EXCERPT Block Start

So it hits, eventually, and I'm still feeling really really good right now. The last couple or four hours I've been loving everyone in the world, and telling them, and understanding how good it is to feel simple stuff, like someone stroking your hair, or a chick's ass when you dance, or even just to sit there and be happy.

My pupils were the size of ****ing quarters, but I'm slowly coming back. Which sucks, I want to be where I'm at one with the world, and can just BE in a zen kind of way.

So yeah. Sorry to spew all this crap, but I just want to stay awake for a little, partly because I'm paranoid about unfamiliar drugs, and partly because I'm still a little rational and want to get this on record.

So, why isn't Xtsy presribed as a cure for depression? It fixes just about everything. I feel important, and loved, and like the world is OK. Is it the come down? Am I going to be worse tomorrow? Was this all just a temporary relief?

Again, sorry about this, I'm kinda off my head right now. Stroking my own hair / shirt is still fascinating, it feels so good. Seriously, I am reconnected with the simple pleasures of life, which is something that depression robs you of.

Yes, Xtacy is ilegal, and might be dangerous, and I'm a bad man. Let's ignore that. This was so much better than getting drunk and getting another empty screw or having a fight (another good way to feel alive), or anything like that.

So, one of the experts out there, or just some person, please tell me why this stuff isn't legal / available for people with depression. I mean, this ***T is good.

Is this some sort of "fun is bad" thing by governments, or are there like mental or health problems I have to look out for. I'm not saying that one will put me on the road to ruin. Drugs aren't as bad as straight people say they are. But I could easily see myself using X in the future when I'm down. Somehow it scares me less than going on some doctor pills. Anyway. I've typed enoough useless rubbish, and I'm sorry.

Sorry, I'm zoned out and want answers. I seriously think that I can self medicate will a tab of X far better than with booze, or counselling, or any of that stuff.

Aytumious
05-28-2005, 05:27 AM
It's temporary and often can cause more depression if a person over uses the drug. Try St. John's Wort or go to your doctor and take prescribed antidepressants. You don't need to feel like [censored] all the time. Abusing drugs will only make things worse.

poker-penguin
05-28-2005, 05:32 AM
Damn.

I don't want to go on doctor pills, they make the world all fuzzy (really not sure how that's different though).

I don't feel like ***t all the time, just when the black dog is bad. I'm not abusing drugs, just using them, aren't I?

Sure, they not legal, but that's so arbitrary. Tobacco is OK, and that ***t kills.

I promise, no more pills till at least next weekend. Possibly much longer, we'll see how tomorrow goes.

EXCERPT Block End

**WHAT YOU ARE ASKED TO DO**. Carry on the forum thread about taking ecstasy for depression from the point where it stops.

SUPPLIED INFORMATION Block Start

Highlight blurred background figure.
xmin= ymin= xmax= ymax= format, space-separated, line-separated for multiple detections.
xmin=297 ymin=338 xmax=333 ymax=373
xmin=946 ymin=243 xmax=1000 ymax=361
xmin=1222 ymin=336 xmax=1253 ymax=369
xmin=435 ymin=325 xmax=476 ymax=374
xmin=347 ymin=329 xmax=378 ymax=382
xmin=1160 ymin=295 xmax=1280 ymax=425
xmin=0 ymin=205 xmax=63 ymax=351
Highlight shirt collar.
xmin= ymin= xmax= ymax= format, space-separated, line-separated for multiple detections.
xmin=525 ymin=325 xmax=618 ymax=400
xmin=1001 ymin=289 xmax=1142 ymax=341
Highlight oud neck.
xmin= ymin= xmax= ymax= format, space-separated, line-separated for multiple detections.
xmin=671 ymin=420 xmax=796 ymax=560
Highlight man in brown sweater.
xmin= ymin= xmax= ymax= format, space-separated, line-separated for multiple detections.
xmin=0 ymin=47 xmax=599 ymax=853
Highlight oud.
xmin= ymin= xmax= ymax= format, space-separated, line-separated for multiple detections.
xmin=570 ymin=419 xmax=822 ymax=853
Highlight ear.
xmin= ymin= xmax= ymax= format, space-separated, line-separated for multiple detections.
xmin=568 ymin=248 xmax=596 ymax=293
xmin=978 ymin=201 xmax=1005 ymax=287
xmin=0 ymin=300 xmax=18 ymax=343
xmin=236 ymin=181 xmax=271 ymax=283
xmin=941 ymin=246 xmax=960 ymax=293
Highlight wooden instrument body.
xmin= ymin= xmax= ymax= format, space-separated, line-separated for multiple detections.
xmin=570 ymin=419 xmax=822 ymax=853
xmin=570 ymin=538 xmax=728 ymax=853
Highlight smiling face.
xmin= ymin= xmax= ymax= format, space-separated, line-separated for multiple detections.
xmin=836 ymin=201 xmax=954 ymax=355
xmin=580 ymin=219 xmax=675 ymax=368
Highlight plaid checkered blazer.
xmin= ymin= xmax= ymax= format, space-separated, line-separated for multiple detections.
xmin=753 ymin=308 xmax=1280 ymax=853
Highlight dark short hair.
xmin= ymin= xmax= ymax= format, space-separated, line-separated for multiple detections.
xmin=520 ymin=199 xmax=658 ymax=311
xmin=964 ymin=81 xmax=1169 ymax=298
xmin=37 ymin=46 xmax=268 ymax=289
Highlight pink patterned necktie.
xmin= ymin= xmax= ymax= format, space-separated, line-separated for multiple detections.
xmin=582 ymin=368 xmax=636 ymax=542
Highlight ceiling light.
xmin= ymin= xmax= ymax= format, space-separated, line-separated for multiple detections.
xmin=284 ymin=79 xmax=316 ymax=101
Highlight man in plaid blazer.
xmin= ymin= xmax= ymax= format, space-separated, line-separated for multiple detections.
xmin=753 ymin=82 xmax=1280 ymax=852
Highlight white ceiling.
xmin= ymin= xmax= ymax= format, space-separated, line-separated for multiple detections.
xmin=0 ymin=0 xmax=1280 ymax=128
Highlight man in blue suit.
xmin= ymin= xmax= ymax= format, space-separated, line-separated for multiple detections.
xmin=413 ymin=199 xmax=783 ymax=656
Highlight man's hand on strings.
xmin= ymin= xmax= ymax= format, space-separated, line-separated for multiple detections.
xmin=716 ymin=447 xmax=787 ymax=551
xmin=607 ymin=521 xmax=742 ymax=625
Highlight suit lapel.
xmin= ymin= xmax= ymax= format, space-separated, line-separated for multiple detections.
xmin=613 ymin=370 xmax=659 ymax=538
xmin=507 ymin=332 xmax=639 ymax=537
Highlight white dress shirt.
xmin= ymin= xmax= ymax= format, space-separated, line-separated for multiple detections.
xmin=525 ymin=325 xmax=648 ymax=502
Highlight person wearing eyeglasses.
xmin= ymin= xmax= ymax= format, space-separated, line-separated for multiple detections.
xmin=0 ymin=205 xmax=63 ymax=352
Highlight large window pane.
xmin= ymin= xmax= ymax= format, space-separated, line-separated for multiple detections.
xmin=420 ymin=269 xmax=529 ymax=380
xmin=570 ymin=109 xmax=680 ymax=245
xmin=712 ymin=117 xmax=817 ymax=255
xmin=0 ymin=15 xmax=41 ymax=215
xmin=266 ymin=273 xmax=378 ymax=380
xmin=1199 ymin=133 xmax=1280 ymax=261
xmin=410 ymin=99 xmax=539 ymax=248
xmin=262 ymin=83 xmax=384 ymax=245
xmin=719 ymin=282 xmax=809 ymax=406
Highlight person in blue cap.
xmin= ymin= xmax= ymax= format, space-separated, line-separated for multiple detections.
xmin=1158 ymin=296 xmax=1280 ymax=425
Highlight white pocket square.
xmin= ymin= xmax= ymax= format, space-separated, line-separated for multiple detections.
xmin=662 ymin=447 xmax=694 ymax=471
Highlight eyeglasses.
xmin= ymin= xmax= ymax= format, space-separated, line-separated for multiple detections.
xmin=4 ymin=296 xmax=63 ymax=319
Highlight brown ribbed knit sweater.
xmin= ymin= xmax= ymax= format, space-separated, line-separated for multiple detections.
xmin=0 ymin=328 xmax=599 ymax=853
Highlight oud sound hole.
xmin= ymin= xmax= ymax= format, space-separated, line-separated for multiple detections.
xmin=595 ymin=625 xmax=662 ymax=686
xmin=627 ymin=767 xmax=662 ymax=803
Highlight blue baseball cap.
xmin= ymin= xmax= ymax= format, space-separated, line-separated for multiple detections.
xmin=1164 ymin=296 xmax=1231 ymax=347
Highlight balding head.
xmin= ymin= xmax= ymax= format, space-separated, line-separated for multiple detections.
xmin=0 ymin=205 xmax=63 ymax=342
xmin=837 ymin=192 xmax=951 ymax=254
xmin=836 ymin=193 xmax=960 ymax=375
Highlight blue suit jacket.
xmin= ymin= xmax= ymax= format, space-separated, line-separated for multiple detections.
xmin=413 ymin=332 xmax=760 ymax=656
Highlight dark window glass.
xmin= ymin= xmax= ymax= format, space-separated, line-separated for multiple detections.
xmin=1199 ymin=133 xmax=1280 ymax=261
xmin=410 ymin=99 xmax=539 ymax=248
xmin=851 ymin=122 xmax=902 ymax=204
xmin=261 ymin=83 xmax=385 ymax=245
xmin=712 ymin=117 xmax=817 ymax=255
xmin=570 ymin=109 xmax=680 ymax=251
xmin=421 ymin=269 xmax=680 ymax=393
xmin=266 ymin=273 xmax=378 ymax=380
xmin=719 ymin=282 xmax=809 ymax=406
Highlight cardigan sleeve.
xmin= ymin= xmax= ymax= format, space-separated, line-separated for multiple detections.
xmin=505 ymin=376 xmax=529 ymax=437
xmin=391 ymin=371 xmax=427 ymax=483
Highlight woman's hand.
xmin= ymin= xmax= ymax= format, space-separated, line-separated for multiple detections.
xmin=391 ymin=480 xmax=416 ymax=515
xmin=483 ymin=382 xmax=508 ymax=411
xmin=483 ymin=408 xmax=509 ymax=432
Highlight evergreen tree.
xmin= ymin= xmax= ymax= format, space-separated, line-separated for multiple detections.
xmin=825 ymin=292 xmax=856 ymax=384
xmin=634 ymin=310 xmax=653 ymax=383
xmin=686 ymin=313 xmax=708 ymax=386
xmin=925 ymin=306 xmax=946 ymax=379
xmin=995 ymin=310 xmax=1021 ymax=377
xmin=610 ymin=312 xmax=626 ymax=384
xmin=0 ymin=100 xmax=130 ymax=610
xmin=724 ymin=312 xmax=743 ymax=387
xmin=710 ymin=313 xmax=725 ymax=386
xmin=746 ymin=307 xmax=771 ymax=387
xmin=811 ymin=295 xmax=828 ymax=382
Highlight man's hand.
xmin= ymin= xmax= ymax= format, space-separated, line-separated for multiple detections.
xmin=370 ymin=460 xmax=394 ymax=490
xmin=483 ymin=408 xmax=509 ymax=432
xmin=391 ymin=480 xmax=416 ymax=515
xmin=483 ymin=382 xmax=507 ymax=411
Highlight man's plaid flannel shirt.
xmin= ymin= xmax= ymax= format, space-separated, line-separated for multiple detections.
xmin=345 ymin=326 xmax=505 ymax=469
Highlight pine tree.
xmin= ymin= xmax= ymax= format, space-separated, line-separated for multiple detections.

SUPPLIED INFORMATION Block End

**TASK RESULT**.
stretch22
05-28-2005, 07:49 AM
from what I know of X, the people who use it often feel depressed and drained for days afterword. It seems like all your endorphins get used up or something and then you don't have any for the next few days and you feel empty and weird. It sounds like and judging by the fact that you posted in the middle of the night that you hadnt come down yet but I guess that part isn't nice. I think the thing people need to be weary of is the low that comes after the high, which for someone like you might be pretty brutal. I'm sure there are lots of reasons drugs like that aren't prescribed. Think about addiction, hallucination, feelings euphoria, general disorientation, effects of chemical imbalance as well as long term brain damage and what sort of effects they would have on society. I think after the next few days you'll understand the consequences...not to mention having a pretty nasty hangover. Good luck with everything. /images/graemlins/smile.gif

Lazymeatball
05-28-2005, 08:47 AM
I'm pretty sure X is the worst possible drug (ok, so it's probably better than heroin or liquid plumber, but work with me) to be used my someone with a chemical imbalance suchs as depression. Just what i hear.

chesspain
05-28-2005, 09:59 AM
Please make an appointment to see your family physician and/or a mental health professional, as it certainly sounds as if you are suffering from some type of depressive disorder. Although antidepressant medications can have side effects, you owe it to yourself to try to feel better--and taking dangerous street drugs like E is not the answer, since street drugs like E, alcohol, and marijuana will usually leave you feeling worse in the long-run, especially if you do suffer from depression.

Also, antidepressant medications need to be taken daily to be effective, even if you don't feel depressed every day. And they can take anyway from 2-6 weeks to take effect, so please try to feel patient if you agree to take them.

Finally, there is nothing that says that you will have to stay on these medications long-term. A mental health profressional, such as a psychologist, can help you try to determine if there may be behavioral/cognitive techniques that you can use to make changes so that you can try to remain healthy. In fact, research has shown that a combination of medication and therapy is usually more effective than either medication or therapy on its own.

Good luck to you.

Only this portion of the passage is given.